▶ [Brief] Pictures do not belong in the copy; restate the records below word for word.

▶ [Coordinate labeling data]

_____

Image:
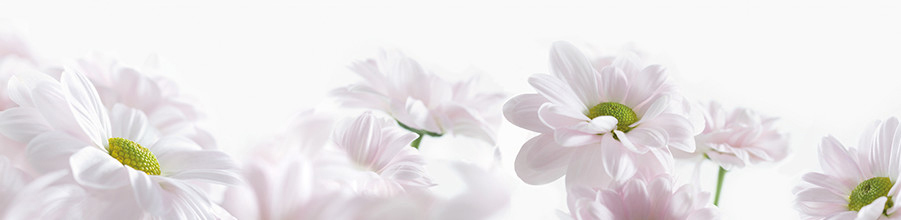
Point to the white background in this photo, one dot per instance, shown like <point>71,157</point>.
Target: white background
<point>824,68</point>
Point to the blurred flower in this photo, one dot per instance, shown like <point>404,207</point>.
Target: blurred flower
<point>147,90</point>
<point>739,137</point>
<point>589,119</point>
<point>379,150</point>
<point>421,101</point>
<point>67,127</point>
<point>655,198</point>
<point>857,183</point>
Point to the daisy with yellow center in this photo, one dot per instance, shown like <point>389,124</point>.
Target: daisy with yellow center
<point>856,183</point>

_____

▶ [Right answer]
Image:
Point to the white background in this photo, one dot per instance, shown like <point>71,157</point>.
Target: white background
<point>824,68</point>
Point to the blurred flower in this photo, one dot per instance, shown like <point>404,207</point>.
Target: blurred flower
<point>147,90</point>
<point>739,137</point>
<point>589,119</point>
<point>379,150</point>
<point>421,101</point>
<point>67,127</point>
<point>655,198</point>
<point>857,183</point>
Point to the daisy with yellow center in this photo, one dot per instance, shown like <point>389,124</point>.
Target: daisy with yellow center
<point>856,183</point>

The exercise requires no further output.